Location identification items

----

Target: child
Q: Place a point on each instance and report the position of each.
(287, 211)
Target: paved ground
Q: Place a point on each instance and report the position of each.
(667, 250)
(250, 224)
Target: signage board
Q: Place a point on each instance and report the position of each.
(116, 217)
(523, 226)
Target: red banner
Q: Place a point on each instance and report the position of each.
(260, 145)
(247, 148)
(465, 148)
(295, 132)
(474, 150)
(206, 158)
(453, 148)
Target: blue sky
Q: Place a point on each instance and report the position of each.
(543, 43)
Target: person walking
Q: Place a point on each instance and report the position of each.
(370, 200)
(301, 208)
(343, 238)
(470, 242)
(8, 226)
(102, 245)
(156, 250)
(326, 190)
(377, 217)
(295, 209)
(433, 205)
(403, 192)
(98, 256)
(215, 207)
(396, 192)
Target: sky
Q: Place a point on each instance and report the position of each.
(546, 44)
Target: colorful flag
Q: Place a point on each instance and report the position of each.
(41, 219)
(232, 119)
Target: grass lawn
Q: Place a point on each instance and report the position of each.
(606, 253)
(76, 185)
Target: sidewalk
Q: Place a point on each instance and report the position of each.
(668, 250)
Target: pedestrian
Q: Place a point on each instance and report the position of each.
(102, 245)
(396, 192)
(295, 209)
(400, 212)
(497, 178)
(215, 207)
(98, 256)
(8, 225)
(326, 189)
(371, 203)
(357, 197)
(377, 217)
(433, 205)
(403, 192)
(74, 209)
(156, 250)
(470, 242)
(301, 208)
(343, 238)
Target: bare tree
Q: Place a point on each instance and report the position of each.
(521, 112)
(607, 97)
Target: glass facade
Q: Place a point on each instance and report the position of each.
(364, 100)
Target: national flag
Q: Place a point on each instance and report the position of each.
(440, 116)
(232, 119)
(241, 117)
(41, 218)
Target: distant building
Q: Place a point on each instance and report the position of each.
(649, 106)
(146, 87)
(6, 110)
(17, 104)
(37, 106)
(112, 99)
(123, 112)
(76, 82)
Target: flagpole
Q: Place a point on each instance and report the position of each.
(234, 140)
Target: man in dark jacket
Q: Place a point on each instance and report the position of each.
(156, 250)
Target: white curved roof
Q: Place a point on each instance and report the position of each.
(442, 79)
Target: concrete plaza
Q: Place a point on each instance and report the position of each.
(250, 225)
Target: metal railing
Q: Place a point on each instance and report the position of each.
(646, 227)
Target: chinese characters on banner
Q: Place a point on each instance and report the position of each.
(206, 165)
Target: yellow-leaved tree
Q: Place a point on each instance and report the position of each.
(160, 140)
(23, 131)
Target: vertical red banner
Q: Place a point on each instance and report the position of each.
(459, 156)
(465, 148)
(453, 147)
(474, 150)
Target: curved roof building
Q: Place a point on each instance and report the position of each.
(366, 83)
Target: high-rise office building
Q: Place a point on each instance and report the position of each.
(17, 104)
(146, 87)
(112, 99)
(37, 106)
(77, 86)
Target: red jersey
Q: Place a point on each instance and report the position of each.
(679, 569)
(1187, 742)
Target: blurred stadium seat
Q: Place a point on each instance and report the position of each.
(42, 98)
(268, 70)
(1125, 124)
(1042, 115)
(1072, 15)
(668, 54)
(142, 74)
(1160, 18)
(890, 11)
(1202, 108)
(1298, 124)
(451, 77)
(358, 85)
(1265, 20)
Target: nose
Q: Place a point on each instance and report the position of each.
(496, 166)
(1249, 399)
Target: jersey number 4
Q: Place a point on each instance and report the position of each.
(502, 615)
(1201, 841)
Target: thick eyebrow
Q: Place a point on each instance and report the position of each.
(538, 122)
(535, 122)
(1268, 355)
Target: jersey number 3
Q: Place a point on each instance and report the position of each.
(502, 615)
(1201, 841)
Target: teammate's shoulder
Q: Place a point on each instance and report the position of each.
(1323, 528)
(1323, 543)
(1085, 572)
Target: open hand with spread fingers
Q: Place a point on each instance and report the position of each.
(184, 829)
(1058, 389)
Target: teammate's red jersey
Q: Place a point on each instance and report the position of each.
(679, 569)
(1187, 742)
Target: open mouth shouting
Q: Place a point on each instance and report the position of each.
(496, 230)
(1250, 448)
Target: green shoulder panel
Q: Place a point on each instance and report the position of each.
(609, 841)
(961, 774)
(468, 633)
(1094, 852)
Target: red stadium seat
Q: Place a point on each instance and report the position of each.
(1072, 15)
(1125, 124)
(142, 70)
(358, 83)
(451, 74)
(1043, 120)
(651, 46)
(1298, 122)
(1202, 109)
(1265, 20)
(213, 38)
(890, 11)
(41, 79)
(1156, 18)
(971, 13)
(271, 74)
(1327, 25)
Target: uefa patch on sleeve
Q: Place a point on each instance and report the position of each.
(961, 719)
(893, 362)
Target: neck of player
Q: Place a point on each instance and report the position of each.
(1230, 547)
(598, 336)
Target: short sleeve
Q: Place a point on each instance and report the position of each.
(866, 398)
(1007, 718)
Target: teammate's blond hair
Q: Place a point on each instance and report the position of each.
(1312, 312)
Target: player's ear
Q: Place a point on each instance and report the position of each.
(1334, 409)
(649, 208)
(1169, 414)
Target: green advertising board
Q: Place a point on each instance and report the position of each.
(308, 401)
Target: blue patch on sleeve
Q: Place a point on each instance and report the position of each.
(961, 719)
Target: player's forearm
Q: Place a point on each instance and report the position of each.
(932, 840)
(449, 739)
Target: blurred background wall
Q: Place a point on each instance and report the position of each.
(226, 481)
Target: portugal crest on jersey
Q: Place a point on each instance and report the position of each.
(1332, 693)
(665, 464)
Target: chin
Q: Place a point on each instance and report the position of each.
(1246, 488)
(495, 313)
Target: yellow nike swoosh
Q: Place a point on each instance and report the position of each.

----

Format every line of the records above as a JSON list of strings, one string per line, leaving out blank lines.

[
  "Target: child",
  "Q: Place a point on each instance and report the position of each.",
  "(287, 211)",
  "Target: paved ground",
  "Q: Place a point on each instance and report the position of each.",
  "(667, 250)",
  "(250, 224)",
  "Target: signage board",
  "Q: Place a point on each instance and report the position of each.",
  "(116, 217)",
  "(523, 226)",
  "Target: red banner",
  "Q: Place a point on each instance and report the position of each.",
  "(260, 145)",
  "(247, 148)",
  "(465, 148)",
  "(295, 132)",
  "(474, 150)",
  "(206, 158)",
  "(453, 148)",
  "Target: blue sky",
  "Q: Place a point on each instance and report the position of each.",
  "(543, 43)",
  "Target: person walking",
  "Q: Place a point on each instance and report the position of each.",
  "(370, 200)",
  "(301, 208)",
  "(343, 238)",
  "(470, 242)",
  "(8, 226)",
  "(102, 245)",
  "(156, 250)",
  "(326, 190)",
  "(377, 217)",
  "(295, 209)",
  "(433, 205)",
  "(403, 192)",
  "(98, 256)",
  "(215, 207)",
  "(396, 192)",
  "Target: sky",
  "Q: Place a point on each instance and report the position of each.",
  "(546, 44)",
  "Target: colorful flag",
  "Q: Place a point on each instance and report the position of each.",
  "(41, 219)",
  "(232, 119)",
  "Target: grass lawn",
  "Q: Place a point on each instance and report the position of each.",
  "(606, 253)",
  "(76, 185)",
  "Target: sidewalk",
  "Q: Place a point on each instance and report the position of each.",
  "(668, 250)",
  "Target: pedestrian",
  "Q: Place a point on each instance and report the position of each.",
  "(102, 245)",
  "(396, 192)",
  "(295, 209)",
  "(400, 212)",
  "(497, 178)",
  "(215, 207)",
  "(98, 256)",
  "(8, 225)",
  "(326, 189)",
  "(371, 203)",
  "(357, 197)",
  "(377, 217)",
  "(433, 205)",
  "(403, 192)",
  "(74, 209)",
  "(156, 250)",
  "(470, 242)",
  "(301, 208)",
  "(343, 238)",
  "Target: bare tree",
  "Q: Place a point on each instance and report the position of each.",
  "(521, 112)",
  "(607, 97)",
  "Target: glass facade",
  "Q: Place a point on each instance and report the position of each.",
  "(364, 100)",
  "Target: national flag",
  "Q: Place a point on each instance and report the position of each.",
  "(440, 116)",
  "(232, 119)",
  "(241, 117)",
  "(41, 218)",
  "Target: distant building",
  "Q: Place a point on each instance and report the position of each.",
  "(649, 106)",
  "(146, 87)",
  "(6, 110)",
  "(17, 104)",
  "(37, 106)",
  "(112, 99)",
  "(123, 112)",
  "(76, 82)",
  "Target: flagpole",
  "Q: Place a point on each instance and report the position of each.",
  "(234, 140)",
  "Target: man in dark jacket",
  "Q: Place a point on each instance and report the position of each.",
  "(156, 250)",
  "Target: white curved roof",
  "Q: Place a point on each instance and report the position of each.",
  "(442, 79)",
  "Target: concrete plaza",
  "Q: Place a point on each instance and report the position of each.",
  "(250, 225)",
  "Target: metal railing",
  "Q: Place a point on each instance and report the position of each.",
  "(646, 227)",
  "Target: chinese characters on banner",
  "Q: Place a point on each instance and report the position of each.",
  "(206, 165)",
  "Target: yellow-leaved tree",
  "Q: Place a point on each instance and report the position of each.",
  "(160, 140)",
  "(23, 131)",
  "Target: vertical red banner",
  "Q: Place a point on each instance and report the position of each.",
  "(459, 156)",
  "(465, 148)",
  "(453, 147)",
  "(474, 150)",
  "Target: curved roof building",
  "Q: Place a point on each instance and report the position of each.",
  "(366, 83)",
  "Target: high-rise office building",
  "Q: Place a point on each instance and report the position of each.",
  "(17, 104)",
  "(146, 87)",
  "(112, 99)",
  "(37, 106)",
  "(77, 86)",
  "Target: red jersey",
  "Q: Place a point on each instance and report the position of each.",
  "(679, 569)",
  "(1187, 742)",
  "Target: blurred stadium seat",
  "Q: Place a point on each instance and report the position of each.",
  "(42, 98)",
  "(268, 70)",
  "(1125, 124)",
  "(1042, 115)",
  "(1072, 15)",
  "(668, 54)",
  "(142, 74)",
  "(1160, 18)",
  "(890, 11)",
  "(1202, 108)",
  "(1298, 124)",
  "(451, 77)",
  "(358, 85)",
  "(1265, 20)",
  "Target: nose",
  "Q: Place a point on each instance and report the position of each.",
  "(496, 166)",
  "(1249, 399)",
  "Target: jersey number 4",
  "Q: Place a point on each instance and report the position of each.",
  "(502, 615)",
  "(1201, 841)",
  "Target: thick eyebrow",
  "Q: Place a point on each instance and report the position of each.",
  "(538, 122)",
  "(535, 122)",
  "(1268, 355)",
  "Target: jersey number 3",
  "Q: Place a point on each instance and report the position of each.",
  "(502, 615)",
  "(1201, 841)",
  "Target: teammate's shoulder",
  "Q: Place a point on each instance and report the position of each.",
  "(1323, 528)",
  "(1323, 543)",
  "(1085, 572)",
  "Target: open hand with spread fingers",
  "Q: Place a point on each instance and report the position of each.",
  "(184, 829)",
  "(1058, 389)",
  "Target: teammate's red jersey",
  "Q: Place a point on each instance and report the position of each.",
  "(679, 569)",
  "(1187, 742)",
  "Target: open mouth shouting",
  "Q: Place a point on each instance and report the position of each.",
  "(496, 230)",
  "(1250, 448)",
  "Target: green shoulder panel",
  "Q: Place a point on each instance and report the position of each.",
  "(609, 841)",
  "(961, 774)",
  "(468, 633)",
  "(1094, 852)",
  "Target: red stadium seat",
  "Q: Place a point on each instance and report the position of each.",
  "(1072, 15)",
  "(1125, 124)",
  "(142, 70)",
  "(358, 83)",
  "(451, 74)",
  "(1043, 120)",
  "(651, 46)",
  "(1298, 122)",
  "(1202, 109)",
  "(1265, 20)",
  "(213, 38)",
  "(890, 11)",
  "(41, 79)",
  "(1156, 18)",
  "(971, 13)",
  "(271, 74)",
  "(1327, 25)",
  "Target: uefa patch on sleeve",
  "Q: Place a point on each instance and report the position of each.",
  "(961, 719)",
  "(893, 362)",
  "Target: neck of player",
  "Q: Place a point on each instance and report the position of each.",
  "(1230, 547)",
  "(598, 336)",
  "Target: short sleeve",
  "Q: Place a point on each instance and report the position of each.",
  "(866, 398)",
  "(1007, 718)",
  "Target: teammate's blond hair",
  "Q: Place a point on each instance and report the position of each.",
  "(1312, 312)",
  "Target: player's ear",
  "Q: Place a point on each instance and report the position of each.",
  "(1334, 409)",
  "(649, 208)",
  "(1169, 414)",
  "Target: green advertising board",
  "Q: Place a point on each instance and report the position of each.",
  "(308, 401)",
  "Target: blue patch on sleeve",
  "Q: Place a point on each instance and report the position of each.",
  "(961, 719)",
  "Target: player's forearm",
  "Q: Place a point on each instance and report the position of each.",
  "(932, 840)",
  "(449, 739)",
  "Target: blurred background wall",
  "Q: Place a point on each instance and report the position of each.",
  "(226, 481)",
  "Target: portugal crest on jersey",
  "Q: Place a point on each instance and report the position of each.",
  "(1332, 693)",
  "(665, 464)",
  "Target: chin",
  "Q: Place a point on each instance and report the position of each.",
  "(1246, 488)",
  "(495, 313)",
  "Target: yellow nike swoosh",
  "Q: Place a point on each instance and report the position of each."
]